Records for the task Block Start

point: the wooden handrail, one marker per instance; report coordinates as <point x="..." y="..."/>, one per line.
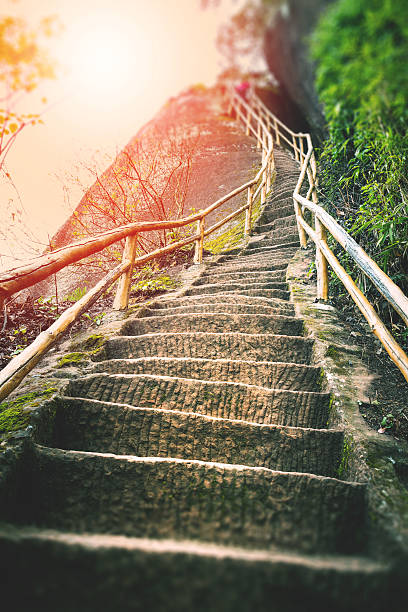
<point x="248" y="111"/>
<point x="45" y="265"/>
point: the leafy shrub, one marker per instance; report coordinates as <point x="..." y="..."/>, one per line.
<point x="361" y="50"/>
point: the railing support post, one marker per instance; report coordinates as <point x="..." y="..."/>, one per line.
<point x="302" y="233"/>
<point x="248" y="212"/>
<point x="269" y="174"/>
<point x="295" y="148"/>
<point x="302" y="153"/>
<point x="263" y="189"/>
<point x="321" y="262"/>
<point x="121" y="300"/>
<point x="277" y="137"/>
<point x="199" y="244"/>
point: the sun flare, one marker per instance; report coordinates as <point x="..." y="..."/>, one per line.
<point x="105" y="56"/>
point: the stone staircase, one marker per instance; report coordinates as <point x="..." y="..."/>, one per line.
<point x="195" y="467"/>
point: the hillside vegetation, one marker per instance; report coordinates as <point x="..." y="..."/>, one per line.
<point x="361" y="51"/>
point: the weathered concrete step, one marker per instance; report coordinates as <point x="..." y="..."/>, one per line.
<point x="279" y="257"/>
<point x="275" y="237"/>
<point x="271" y="214"/>
<point x="88" y="425"/>
<point x="255" y="347"/>
<point x="94" y="572"/>
<point x="239" y="266"/>
<point x="227" y="299"/>
<point x="244" y="282"/>
<point x="281" y="235"/>
<point x="219" y="276"/>
<point x="265" y="250"/>
<point x="284" y="308"/>
<point x="219" y="322"/>
<point x="284" y="222"/>
<point x="269" y="374"/>
<point x="175" y="498"/>
<point x="280" y="252"/>
<point x="226" y="400"/>
<point x="256" y="289"/>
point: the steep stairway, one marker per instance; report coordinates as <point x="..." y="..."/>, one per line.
<point x="194" y="467"/>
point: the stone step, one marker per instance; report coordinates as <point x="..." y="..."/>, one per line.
<point x="174" y="498"/>
<point x="239" y="266"/>
<point x="226" y="400"/>
<point x="181" y="576"/>
<point x="254" y="347"/>
<point x="221" y="322"/>
<point x="287" y="222"/>
<point x="280" y="257"/>
<point x="269" y="374"/>
<point x="263" y="290"/>
<point x="264" y="251"/>
<point x="219" y="276"/>
<point x="89" y="425"/>
<point x="284" y="308"/>
<point x="270" y="215"/>
<point x="281" y="236"/>
<point x="279" y="252"/>
<point x="225" y="299"/>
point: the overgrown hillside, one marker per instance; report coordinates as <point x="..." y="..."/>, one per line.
<point x="361" y="53"/>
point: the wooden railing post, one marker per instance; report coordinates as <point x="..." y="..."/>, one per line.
<point x="248" y="212"/>
<point x="299" y="217"/>
<point x="263" y="189"/>
<point x="295" y="148"/>
<point x="269" y="174"/>
<point x="302" y="153"/>
<point x="121" y="300"/>
<point x="277" y="138"/>
<point x="321" y="262"/>
<point x="199" y="244"/>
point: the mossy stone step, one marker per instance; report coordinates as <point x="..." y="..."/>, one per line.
<point x="273" y="375"/>
<point x="254" y="347"/>
<point x="282" y="235"/>
<point x="175" y="498"/>
<point x="219" y="276"/>
<point x="257" y="289"/>
<point x="283" y="308"/>
<point x="272" y="214"/>
<point x="239" y="266"/>
<point x="219" y="322"/>
<point x="212" y="398"/>
<point x="233" y="299"/>
<point x="88" y="425"/>
<point x="174" y="576"/>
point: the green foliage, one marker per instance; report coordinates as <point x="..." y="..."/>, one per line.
<point x="361" y="49"/>
<point x="76" y="295"/>
<point x="23" y="65"/>
<point x="15" y="414"/>
<point x="152" y="285"/>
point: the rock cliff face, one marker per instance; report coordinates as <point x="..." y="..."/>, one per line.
<point x="286" y="53"/>
<point x="188" y="156"/>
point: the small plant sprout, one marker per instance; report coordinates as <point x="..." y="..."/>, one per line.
<point x="386" y="423"/>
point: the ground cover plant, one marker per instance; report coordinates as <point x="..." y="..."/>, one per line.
<point x="361" y="53"/>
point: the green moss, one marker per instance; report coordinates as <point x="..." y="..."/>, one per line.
<point x="15" y="414"/>
<point x="94" y="342"/>
<point x="72" y="358"/>
<point x="332" y="352"/>
<point x="234" y="234"/>
<point x="345" y="457"/>
<point x="320" y="379"/>
<point x="92" y="345"/>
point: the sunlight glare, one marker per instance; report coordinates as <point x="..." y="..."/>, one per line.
<point x="106" y="56"/>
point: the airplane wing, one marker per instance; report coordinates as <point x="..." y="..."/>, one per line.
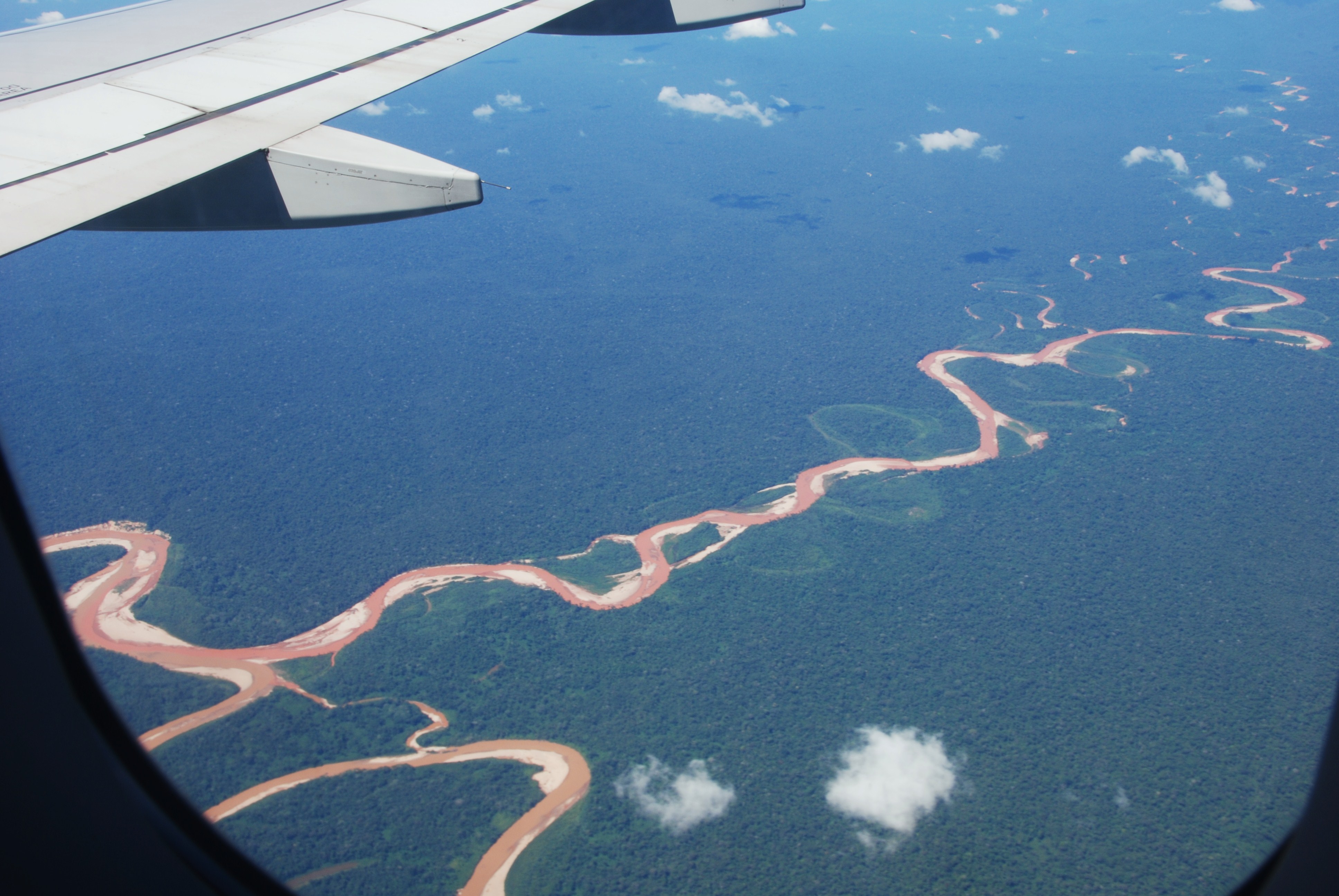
<point x="207" y="114"/>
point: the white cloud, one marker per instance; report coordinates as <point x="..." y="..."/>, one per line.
<point x="892" y="778"/>
<point x="957" y="139"/>
<point x="756" y="29"/>
<point x="681" y="801"/>
<point x="1213" y="191"/>
<point x="713" y="105"/>
<point x="1153" y="155"/>
<point x="511" y="101"/>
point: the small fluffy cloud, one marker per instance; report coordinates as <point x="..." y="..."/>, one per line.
<point x="681" y="801"/>
<point x="1213" y="191"/>
<point x="892" y="778"/>
<point x="511" y="101"/>
<point x="1153" y="155"/>
<point x="957" y="139"/>
<point x="757" y="29"/>
<point x="713" y="105"/>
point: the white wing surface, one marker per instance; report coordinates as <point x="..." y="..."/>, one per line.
<point x="100" y="112"/>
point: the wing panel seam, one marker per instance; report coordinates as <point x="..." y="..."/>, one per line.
<point x="272" y="94"/>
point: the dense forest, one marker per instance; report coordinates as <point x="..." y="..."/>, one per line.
<point x="416" y="831"/>
<point x="1107" y="617"/>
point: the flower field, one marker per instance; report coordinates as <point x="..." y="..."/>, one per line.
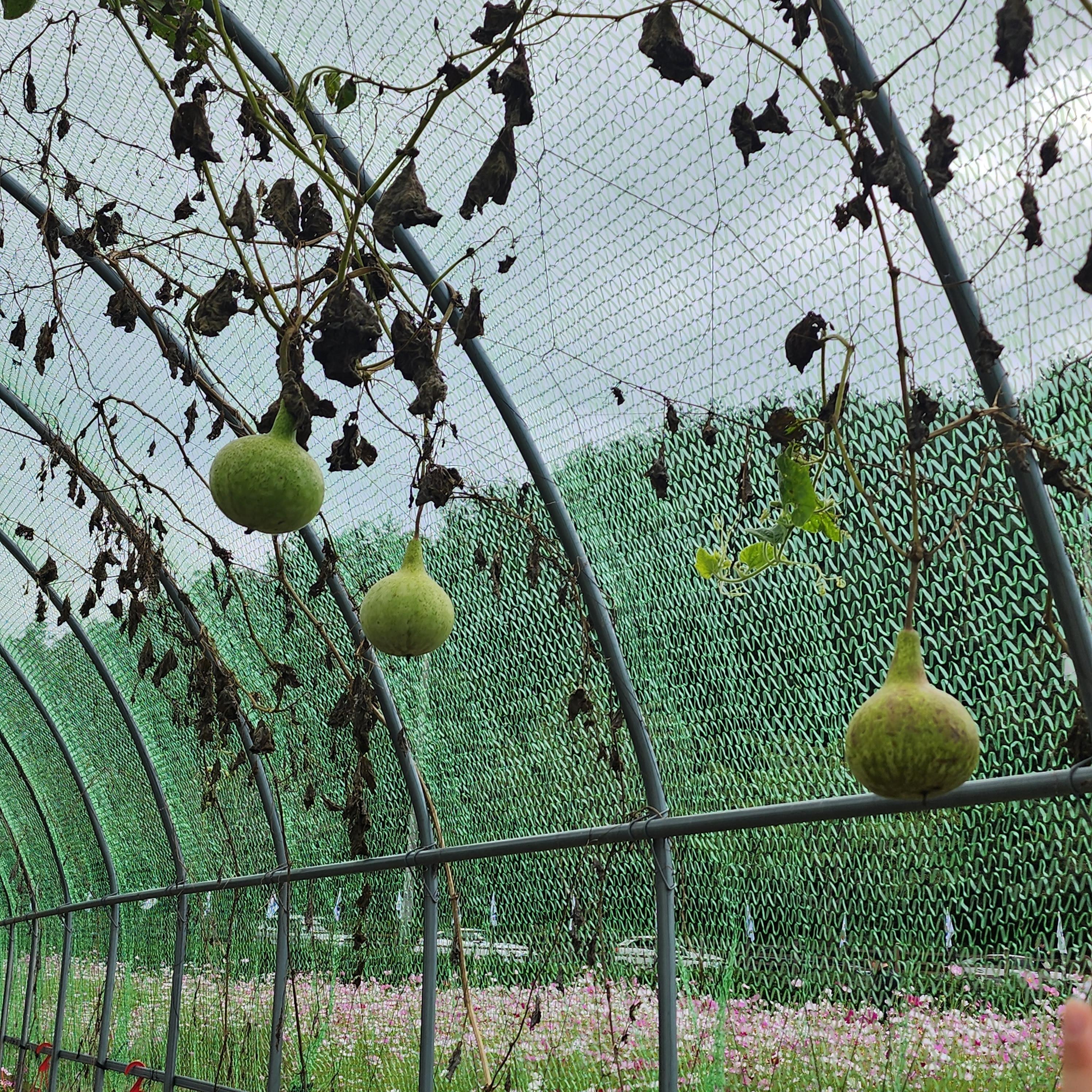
<point x="588" y="1035"/>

Records for the task Block End

A word-for-word copy of the lines from the one with "point: the small fluffy" through the last line of the data above is required, with both end lines included and no pictures.

point: the small fluffy cloud, one marker per instance; report coordinates as <point x="..." y="..."/>, one per line.
<point x="681" y="801"/>
<point x="1213" y="191"/>
<point x="892" y="778"/>
<point x="511" y="101"/>
<point x="1153" y="155"/>
<point x="957" y="139"/>
<point x="757" y="29"/>
<point x="713" y="105"/>
point: the white wing surface, one marker per instance; report coordinates as <point x="..." y="..."/>, one per line.
<point x="100" y="112"/>
point: the wing panel seam, one marker per instance; report coordinates as <point x="..." y="..."/>, one per line.
<point x="272" y="94"/>
point: the dense forest, one marker per instance; report coordinates as <point x="..." y="..."/>, one per line.
<point x="416" y="831"/>
<point x="1107" y="617"/>
point: the flower field, one marker per instance; report coordinates as <point x="..." y="..."/>, one per line.
<point x="588" y="1035"/>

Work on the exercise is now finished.